**Task brief:** Please scale these lines, reproducing each one in full from the start up to and including the line with "top-left (135, 168), bottom-right (181, 273)". Multiply every coordinate in the answers by 2.55 and round to whole numbers, halves up, leaving all other numbers as they are.

====

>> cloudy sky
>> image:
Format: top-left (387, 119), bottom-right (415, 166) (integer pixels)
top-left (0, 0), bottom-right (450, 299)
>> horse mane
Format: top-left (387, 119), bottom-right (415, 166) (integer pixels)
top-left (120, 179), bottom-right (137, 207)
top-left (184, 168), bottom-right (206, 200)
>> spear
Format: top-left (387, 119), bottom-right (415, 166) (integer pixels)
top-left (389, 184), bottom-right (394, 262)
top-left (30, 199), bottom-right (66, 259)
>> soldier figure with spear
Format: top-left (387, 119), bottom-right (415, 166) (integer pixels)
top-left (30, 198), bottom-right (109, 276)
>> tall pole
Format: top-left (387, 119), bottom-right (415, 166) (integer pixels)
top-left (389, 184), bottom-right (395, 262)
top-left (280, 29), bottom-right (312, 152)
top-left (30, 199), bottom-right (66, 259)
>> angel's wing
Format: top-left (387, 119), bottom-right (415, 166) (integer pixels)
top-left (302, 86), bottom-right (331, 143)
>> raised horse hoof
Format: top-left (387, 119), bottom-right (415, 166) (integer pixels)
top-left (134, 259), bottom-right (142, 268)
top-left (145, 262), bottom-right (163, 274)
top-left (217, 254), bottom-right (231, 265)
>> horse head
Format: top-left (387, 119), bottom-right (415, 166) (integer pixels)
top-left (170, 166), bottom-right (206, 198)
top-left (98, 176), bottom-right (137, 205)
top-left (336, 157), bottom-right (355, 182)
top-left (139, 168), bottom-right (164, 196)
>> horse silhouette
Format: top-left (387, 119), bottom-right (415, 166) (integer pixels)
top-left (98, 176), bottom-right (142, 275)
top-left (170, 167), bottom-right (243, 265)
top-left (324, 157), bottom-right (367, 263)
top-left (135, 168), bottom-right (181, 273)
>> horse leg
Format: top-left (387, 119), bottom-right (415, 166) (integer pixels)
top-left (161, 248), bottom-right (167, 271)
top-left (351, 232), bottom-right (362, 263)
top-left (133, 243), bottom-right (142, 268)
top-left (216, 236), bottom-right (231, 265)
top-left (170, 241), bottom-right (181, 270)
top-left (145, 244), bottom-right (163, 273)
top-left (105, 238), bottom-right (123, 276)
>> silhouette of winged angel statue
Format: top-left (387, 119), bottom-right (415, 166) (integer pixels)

====

**Exercise result:**
>> cloudy sky
>> image:
Format: top-left (387, 119), bottom-right (415, 166) (integer pixels)
top-left (0, 0), bottom-right (1148, 762)
>> horse mane
Format: top-left (387, 119), bottom-right (415, 166) (integer pixels)
top-left (306, 456), bottom-right (349, 528)
top-left (469, 428), bottom-right (525, 510)
>> spear
Format: top-left (387, 119), bottom-right (415, 166) (integer pixels)
top-left (992, 469), bottom-right (1005, 668)
top-left (77, 507), bottom-right (168, 660)
>> soldier figure with spear
Format: top-left (387, 119), bottom-right (415, 166) (integer pixels)
top-left (77, 505), bottom-right (278, 704)
>> tall pole
Format: top-left (387, 119), bottom-right (415, 166) (integer pixels)
top-left (992, 469), bottom-right (1007, 668)
top-left (714, 74), bottom-right (796, 388)
top-left (77, 507), bottom-right (168, 660)
>> angel's wing
Format: top-left (387, 119), bottom-right (415, 166) (integer pixels)
top-left (770, 219), bottom-right (844, 365)
>> raised horse hoof
Format: top-left (387, 119), bottom-right (415, 166) (integer pixels)
top-left (342, 660), bottom-right (362, 683)
top-left (370, 668), bottom-right (416, 699)
top-left (553, 648), bottom-right (589, 676)
>> horse head
Format: top-left (387, 119), bottom-right (415, 166) (integer pixels)
top-left (434, 423), bottom-right (525, 505)
top-left (250, 449), bottom-right (349, 523)
top-left (857, 400), bottom-right (905, 464)
top-left (354, 428), bottom-right (418, 500)
>> horse silhouette
Format: top-left (387, 119), bottom-right (415, 166) (integer pixels)
top-left (250, 449), bottom-right (362, 701)
top-left (434, 426), bottom-right (620, 676)
top-left (826, 400), bottom-right (936, 671)
top-left (344, 428), bottom-right (462, 696)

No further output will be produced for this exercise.